What is being asked – Edit the listing from its first line through the line containing "pixel 682 545", changing "hoarding fence" to "construction fence". Reproduce those lines with no other changes.

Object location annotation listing
⟨

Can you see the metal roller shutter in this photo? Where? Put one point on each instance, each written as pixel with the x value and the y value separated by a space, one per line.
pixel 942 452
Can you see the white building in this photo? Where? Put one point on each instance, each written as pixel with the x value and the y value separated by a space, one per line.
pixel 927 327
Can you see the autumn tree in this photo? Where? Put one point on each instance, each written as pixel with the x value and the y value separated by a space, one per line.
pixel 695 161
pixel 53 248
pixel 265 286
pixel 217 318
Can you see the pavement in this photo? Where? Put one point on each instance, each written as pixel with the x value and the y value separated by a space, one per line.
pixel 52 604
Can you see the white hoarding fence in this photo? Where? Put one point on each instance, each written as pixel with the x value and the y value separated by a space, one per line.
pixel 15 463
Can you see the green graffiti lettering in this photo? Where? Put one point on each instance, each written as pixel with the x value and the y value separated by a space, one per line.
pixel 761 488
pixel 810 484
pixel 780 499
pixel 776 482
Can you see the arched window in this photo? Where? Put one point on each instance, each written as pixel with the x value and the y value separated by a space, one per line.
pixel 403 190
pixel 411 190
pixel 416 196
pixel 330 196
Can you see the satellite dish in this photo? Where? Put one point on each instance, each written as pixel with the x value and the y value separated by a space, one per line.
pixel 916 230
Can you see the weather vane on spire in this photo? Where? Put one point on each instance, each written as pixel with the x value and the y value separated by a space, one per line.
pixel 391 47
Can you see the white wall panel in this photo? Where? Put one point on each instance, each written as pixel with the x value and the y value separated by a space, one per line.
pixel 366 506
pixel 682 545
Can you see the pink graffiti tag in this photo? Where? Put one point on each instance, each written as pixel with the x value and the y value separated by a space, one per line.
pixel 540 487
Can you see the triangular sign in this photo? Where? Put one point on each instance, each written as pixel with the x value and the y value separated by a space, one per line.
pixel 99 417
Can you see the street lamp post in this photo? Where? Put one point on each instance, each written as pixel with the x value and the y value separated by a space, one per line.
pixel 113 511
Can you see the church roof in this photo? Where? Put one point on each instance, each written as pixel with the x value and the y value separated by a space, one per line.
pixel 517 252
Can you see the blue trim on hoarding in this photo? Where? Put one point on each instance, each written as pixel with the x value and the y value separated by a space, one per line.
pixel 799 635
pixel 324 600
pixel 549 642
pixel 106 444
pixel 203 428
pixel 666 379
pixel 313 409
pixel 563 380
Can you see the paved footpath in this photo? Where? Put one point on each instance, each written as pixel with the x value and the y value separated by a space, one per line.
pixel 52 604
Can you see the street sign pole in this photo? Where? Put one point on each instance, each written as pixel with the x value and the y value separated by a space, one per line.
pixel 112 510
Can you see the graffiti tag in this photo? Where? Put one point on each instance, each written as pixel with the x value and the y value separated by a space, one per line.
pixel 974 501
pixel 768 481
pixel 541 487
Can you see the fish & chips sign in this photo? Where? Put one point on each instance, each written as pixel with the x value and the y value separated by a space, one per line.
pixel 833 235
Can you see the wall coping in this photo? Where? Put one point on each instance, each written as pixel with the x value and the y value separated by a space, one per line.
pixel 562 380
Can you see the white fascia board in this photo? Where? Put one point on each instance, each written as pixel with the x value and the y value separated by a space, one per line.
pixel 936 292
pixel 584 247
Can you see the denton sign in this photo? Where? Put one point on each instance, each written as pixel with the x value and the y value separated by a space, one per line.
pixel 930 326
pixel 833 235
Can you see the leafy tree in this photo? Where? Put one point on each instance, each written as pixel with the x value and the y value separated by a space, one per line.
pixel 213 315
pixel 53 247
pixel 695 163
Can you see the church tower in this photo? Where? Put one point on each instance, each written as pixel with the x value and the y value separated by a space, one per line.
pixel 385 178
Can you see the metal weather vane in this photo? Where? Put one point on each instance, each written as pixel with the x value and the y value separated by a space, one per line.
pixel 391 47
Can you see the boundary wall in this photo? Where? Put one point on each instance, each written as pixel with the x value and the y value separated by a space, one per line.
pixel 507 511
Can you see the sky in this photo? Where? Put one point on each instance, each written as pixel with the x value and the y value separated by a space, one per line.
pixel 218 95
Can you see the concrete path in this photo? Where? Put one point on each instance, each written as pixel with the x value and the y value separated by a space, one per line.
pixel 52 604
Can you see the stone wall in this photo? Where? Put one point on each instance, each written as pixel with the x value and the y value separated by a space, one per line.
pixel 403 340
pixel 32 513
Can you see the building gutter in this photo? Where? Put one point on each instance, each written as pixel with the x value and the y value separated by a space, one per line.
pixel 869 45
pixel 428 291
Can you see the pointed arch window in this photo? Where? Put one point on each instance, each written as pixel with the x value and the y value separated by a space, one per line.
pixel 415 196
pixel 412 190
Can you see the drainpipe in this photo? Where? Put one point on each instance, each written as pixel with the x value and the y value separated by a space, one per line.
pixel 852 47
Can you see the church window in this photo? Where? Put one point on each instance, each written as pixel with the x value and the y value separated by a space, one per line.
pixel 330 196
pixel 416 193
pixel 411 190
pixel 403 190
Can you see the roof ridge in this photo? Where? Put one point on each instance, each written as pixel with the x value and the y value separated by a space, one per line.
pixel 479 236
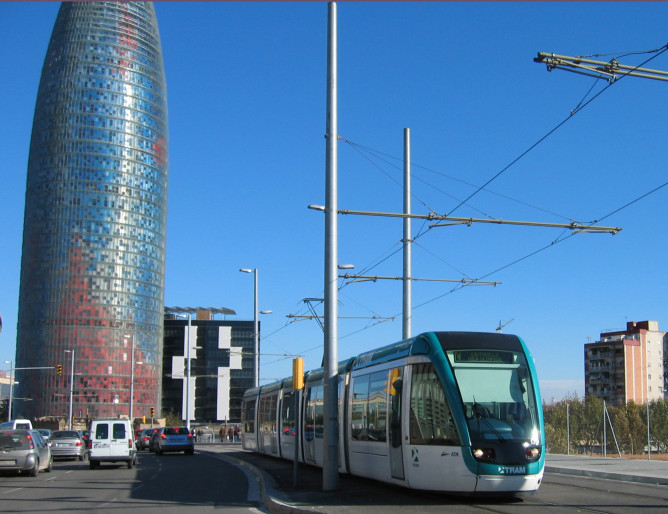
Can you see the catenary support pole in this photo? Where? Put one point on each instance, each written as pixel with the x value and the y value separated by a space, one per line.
pixel 407 297
pixel 330 472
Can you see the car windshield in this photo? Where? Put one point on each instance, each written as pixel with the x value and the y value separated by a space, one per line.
pixel 497 394
pixel 65 435
pixel 13 441
pixel 176 431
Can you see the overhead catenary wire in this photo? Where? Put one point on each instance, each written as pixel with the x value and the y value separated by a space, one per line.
pixel 558 240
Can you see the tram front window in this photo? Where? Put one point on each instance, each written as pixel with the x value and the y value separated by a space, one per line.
pixel 497 393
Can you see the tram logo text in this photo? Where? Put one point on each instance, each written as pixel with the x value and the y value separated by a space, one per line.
pixel 512 470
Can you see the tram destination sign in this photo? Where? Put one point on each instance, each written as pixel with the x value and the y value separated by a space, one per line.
pixel 483 357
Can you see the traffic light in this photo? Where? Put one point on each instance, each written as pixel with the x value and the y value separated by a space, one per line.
pixel 390 386
pixel 298 373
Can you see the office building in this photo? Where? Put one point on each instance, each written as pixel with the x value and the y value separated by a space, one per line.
pixel 221 365
pixel 628 365
pixel 93 262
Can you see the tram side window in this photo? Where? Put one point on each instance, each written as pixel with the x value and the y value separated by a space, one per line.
pixel 314 413
pixel 369 408
pixel 267 415
pixel 431 418
pixel 288 415
pixel 249 416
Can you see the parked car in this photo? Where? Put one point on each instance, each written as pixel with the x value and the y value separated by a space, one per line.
pixel 24 451
pixel 112 440
pixel 175 439
pixel 144 440
pixel 67 444
pixel 46 433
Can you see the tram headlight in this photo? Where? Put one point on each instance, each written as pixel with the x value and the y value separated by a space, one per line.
pixel 485 454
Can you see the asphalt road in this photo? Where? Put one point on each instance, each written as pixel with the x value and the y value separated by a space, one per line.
pixel 205 483
pixel 158 484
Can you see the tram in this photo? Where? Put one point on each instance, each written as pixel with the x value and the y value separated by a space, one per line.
pixel 456 412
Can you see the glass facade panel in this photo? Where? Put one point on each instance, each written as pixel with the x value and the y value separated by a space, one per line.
pixel 93 262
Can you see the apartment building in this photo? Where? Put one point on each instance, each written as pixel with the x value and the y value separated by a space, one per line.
pixel 628 365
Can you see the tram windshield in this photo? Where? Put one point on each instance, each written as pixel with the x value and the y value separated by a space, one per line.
pixel 497 394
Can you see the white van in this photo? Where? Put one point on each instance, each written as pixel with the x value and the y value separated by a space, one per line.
pixel 111 440
pixel 16 424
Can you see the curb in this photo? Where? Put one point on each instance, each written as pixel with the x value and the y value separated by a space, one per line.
pixel 608 476
pixel 265 483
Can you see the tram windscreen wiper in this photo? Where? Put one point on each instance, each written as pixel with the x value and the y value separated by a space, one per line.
pixel 482 413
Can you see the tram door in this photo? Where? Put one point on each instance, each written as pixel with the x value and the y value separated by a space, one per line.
pixel 396 452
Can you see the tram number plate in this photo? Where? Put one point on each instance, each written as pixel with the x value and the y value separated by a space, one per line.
pixel 512 470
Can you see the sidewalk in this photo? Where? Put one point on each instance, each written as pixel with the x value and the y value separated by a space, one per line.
pixel 628 470
pixel 275 480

⟩

Response to the task –
Can you see the metal roller shutter in this photo? Where? Put one point on each instance, each written as pixel with the x value and the y value separated by a space, one per line.
pixel 942 452
Can you see the white building in this photo? Where? Put one point on each instance, each written as pixel with the x value and the y value separated by a space, one per line.
pixel 927 327
Can you see the autumn tree in this photo? Where? Put one point on each instance, each written as pixel with the x value and the y value separated by a space, one per line.
pixel 695 161
pixel 53 248
pixel 265 286
pixel 217 318
Can you see the pavement in this photo? Where? Put one point on each instance, each written as pixel with the x value and the y value separated by a space, one per line.
pixel 52 604
Can you see the white construction fence in this photo? Where? Put one point on each instance, each written as pixel with the x value and the y value separated by a space, one per line.
pixel 15 463
Can you see the green graffiti lettering in this photo? Where? Put one point on each instance, each written as pixel with the x value and the y value separated by a space, one per line.
pixel 761 488
pixel 810 484
pixel 780 499
pixel 776 482
Can you see the arched window in this photo? Where? Put one point on each instance, each written as pixel with the x value and the y value separated by a space, one per line.
pixel 403 190
pixel 411 190
pixel 416 196
pixel 330 196
Can you see the satellite dish in this photo? Where? Put one point on each instance, each written as pixel with the x value and the y value separated by a space, one per line.
pixel 916 230
Can you see the weather vane on spire in this photo? Where? Put one point on each instance, each written as pixel with the x value and the y value separated by a space, one per line.
pixel 391 47
Can you see the white wall panel in this photo? Where? Put one point on each instance, each written as pixel with the x value and the y value separated by a space, one per line.
pixel 366 506
pixel 682 545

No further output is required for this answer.